Start of Block

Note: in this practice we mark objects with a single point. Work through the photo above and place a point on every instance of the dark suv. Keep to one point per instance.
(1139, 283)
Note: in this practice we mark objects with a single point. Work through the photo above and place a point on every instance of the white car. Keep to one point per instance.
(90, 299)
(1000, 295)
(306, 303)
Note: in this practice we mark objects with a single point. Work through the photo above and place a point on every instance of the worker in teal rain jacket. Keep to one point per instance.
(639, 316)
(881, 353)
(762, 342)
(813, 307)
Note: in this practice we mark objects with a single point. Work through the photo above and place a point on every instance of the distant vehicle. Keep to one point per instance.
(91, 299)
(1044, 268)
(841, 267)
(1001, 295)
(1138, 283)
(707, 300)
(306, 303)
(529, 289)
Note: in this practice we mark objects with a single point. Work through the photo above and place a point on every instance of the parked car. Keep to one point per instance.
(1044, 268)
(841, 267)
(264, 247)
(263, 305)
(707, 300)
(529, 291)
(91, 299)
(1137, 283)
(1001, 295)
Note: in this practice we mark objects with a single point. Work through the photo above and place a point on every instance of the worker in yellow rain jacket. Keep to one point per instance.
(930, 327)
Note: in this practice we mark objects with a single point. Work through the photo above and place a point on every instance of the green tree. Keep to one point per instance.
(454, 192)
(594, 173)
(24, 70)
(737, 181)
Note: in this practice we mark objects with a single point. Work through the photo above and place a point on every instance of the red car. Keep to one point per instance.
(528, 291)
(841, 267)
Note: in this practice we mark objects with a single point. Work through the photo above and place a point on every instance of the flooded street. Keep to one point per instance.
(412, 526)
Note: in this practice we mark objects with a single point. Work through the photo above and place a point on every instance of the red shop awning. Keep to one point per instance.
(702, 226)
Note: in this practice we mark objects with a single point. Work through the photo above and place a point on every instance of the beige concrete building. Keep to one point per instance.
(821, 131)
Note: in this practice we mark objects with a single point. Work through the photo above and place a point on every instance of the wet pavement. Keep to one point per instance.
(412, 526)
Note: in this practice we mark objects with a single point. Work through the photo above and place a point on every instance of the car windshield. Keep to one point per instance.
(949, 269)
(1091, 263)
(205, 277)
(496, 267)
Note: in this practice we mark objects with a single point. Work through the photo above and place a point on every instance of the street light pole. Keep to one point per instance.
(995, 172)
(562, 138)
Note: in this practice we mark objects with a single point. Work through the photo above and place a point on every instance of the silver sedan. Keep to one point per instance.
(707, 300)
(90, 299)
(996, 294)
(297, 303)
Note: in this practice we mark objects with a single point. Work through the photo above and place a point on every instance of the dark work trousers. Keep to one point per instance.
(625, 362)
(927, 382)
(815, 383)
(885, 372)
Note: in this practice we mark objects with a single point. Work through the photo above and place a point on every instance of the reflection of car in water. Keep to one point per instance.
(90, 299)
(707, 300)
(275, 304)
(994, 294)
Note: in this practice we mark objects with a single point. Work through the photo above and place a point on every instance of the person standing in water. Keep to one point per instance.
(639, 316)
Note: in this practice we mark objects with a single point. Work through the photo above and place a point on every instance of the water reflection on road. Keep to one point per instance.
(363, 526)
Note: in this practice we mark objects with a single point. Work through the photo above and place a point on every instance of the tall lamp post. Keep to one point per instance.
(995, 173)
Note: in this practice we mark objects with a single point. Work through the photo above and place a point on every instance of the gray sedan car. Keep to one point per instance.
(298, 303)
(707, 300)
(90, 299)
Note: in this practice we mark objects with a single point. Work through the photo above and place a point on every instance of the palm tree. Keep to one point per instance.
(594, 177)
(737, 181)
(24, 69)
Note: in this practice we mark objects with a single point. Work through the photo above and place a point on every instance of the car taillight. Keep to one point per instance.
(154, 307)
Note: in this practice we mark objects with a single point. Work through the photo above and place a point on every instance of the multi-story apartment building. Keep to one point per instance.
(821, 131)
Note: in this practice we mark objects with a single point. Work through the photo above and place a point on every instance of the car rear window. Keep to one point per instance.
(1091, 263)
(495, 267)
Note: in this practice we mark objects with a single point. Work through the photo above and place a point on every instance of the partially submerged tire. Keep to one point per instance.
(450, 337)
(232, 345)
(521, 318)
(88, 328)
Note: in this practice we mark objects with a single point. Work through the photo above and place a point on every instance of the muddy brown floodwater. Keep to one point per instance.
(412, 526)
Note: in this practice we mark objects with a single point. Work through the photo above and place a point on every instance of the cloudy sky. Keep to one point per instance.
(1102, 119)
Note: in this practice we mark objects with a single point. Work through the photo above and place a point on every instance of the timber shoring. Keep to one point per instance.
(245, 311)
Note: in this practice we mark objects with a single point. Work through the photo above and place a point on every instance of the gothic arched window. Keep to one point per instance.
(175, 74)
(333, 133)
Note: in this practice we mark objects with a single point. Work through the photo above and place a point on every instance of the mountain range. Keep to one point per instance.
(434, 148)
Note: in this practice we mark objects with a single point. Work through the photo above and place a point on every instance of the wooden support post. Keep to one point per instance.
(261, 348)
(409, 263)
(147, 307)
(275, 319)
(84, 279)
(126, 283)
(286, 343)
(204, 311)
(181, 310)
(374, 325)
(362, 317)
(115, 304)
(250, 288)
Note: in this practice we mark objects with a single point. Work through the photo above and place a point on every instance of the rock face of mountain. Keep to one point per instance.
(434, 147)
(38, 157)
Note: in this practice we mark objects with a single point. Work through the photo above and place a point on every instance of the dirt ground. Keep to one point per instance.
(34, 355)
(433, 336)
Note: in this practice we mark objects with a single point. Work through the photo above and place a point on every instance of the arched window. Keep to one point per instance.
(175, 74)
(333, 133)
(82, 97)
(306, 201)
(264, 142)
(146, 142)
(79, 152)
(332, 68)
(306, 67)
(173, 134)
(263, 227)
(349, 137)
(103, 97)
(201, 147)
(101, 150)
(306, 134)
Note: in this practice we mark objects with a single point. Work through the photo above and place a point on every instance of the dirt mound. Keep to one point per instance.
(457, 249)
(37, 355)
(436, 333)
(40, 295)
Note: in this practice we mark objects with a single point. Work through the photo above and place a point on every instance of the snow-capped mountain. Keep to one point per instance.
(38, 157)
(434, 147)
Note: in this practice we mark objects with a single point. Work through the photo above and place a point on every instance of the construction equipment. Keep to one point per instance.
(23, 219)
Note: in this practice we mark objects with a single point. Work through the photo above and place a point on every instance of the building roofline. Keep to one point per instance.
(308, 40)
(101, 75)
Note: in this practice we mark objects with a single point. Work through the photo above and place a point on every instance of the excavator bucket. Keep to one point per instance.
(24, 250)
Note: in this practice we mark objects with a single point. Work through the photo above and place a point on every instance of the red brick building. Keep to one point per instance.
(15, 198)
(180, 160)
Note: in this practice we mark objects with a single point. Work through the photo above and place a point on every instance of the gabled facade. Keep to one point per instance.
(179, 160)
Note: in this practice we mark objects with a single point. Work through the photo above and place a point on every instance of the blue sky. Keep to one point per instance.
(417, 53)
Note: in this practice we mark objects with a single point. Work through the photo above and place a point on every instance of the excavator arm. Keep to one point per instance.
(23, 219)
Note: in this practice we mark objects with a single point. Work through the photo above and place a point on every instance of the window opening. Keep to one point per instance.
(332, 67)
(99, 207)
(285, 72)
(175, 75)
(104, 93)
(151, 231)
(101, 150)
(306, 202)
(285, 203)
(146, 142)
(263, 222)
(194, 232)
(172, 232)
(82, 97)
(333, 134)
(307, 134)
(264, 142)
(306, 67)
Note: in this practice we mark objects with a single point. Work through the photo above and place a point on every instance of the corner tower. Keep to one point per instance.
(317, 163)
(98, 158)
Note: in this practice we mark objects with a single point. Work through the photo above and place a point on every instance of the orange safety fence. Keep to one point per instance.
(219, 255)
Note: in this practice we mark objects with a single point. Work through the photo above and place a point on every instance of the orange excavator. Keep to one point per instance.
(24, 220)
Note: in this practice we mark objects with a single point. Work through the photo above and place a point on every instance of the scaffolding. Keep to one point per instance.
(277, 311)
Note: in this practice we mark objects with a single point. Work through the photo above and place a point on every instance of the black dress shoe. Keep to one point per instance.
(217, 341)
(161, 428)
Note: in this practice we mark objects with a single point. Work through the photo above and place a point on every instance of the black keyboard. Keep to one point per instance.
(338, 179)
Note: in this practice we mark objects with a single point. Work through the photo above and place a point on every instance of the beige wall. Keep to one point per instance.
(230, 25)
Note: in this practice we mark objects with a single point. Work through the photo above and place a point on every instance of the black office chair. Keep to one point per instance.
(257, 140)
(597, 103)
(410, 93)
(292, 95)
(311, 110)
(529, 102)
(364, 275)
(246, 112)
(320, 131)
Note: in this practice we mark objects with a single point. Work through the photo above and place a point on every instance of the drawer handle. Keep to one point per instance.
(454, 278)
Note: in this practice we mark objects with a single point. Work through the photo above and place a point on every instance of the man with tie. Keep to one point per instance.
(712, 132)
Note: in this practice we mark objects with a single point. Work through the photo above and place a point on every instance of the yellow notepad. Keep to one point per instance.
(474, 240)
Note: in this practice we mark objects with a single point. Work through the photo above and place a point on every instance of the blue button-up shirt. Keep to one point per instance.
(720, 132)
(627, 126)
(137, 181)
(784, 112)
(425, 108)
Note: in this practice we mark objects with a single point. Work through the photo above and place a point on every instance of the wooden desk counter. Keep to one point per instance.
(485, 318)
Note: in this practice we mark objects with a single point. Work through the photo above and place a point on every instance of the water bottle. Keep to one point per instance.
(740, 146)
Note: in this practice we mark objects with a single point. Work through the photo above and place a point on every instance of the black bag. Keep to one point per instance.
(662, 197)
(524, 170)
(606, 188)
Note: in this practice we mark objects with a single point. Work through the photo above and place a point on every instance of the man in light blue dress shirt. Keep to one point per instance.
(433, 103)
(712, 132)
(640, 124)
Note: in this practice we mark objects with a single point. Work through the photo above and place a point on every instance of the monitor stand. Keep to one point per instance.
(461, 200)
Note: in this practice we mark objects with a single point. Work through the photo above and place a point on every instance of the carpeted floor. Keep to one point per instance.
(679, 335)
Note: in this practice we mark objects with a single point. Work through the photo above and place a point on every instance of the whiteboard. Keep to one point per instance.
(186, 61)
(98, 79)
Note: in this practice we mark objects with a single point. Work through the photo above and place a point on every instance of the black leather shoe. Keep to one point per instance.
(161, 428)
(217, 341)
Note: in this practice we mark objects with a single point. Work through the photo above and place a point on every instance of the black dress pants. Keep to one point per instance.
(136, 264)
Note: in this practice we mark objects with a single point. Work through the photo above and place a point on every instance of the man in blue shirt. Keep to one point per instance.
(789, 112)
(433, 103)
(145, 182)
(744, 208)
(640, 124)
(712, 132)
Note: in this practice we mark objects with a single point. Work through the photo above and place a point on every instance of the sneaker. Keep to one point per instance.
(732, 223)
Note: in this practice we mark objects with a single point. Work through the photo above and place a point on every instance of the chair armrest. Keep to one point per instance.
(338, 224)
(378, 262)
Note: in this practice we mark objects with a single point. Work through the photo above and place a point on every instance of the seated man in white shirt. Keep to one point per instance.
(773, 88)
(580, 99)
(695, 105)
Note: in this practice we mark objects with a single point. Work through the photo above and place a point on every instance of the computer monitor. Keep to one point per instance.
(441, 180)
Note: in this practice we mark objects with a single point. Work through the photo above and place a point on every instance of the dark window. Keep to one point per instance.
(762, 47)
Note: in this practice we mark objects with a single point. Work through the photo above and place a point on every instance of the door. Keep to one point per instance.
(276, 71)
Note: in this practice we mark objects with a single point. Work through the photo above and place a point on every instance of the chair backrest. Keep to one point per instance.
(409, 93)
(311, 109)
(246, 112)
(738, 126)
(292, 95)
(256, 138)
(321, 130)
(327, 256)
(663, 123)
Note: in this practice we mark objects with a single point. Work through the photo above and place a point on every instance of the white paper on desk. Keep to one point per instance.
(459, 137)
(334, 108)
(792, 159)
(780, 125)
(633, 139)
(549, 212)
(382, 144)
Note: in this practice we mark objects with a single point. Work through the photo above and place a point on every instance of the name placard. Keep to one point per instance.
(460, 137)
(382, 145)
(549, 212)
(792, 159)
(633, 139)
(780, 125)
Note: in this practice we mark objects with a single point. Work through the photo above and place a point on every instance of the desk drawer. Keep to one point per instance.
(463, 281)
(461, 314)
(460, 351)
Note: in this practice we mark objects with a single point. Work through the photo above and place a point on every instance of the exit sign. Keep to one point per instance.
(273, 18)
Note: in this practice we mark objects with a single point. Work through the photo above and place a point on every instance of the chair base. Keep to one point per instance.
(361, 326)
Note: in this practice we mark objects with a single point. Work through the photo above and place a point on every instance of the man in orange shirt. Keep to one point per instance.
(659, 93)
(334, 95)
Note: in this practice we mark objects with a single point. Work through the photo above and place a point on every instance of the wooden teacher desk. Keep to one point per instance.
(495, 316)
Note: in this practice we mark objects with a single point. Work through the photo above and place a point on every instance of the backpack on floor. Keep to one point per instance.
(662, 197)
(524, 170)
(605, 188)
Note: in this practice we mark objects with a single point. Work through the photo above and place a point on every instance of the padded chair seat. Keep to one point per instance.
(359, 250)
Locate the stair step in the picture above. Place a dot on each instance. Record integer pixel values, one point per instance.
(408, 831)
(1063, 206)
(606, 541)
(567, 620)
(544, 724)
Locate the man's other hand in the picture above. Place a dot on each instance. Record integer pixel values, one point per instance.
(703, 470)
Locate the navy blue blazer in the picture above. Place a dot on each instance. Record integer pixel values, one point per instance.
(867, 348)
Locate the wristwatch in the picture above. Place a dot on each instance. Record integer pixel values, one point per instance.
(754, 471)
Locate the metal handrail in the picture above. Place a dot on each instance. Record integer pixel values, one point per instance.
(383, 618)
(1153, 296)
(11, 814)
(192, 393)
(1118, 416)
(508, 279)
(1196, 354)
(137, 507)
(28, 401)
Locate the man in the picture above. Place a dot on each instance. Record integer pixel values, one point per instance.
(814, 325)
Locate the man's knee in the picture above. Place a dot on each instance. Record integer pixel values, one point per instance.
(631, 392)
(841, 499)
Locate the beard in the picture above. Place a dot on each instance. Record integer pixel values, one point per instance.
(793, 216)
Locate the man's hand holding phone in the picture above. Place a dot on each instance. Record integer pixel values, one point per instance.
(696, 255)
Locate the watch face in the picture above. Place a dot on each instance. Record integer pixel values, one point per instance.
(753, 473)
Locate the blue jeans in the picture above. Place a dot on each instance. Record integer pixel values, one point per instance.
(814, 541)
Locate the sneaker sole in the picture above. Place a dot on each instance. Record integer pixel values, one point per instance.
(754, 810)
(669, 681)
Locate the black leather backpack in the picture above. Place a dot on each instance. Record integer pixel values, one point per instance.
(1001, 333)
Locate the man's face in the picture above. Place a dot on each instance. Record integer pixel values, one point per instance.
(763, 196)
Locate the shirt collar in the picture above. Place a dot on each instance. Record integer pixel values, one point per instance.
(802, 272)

End of Block

## Activity
Restate, word for word, the final stretch of the entries above: the line containing "Locate the black" and every line after it, up to and including the last.

## Reply to the exercise
Locate the black leather backpack in the picture above. Place a dot on each instance. Record integer pixel values, one point per instance.
(1001, 333)
Locate the man's face in the picture above. Place a dot on each instance. Record integer pixel values, one point per instance.
(763, 196)
Locate the shirt collar in the picture above. Place a dot on each instance. Record integer pixel values, one point per instance.
(802, 272)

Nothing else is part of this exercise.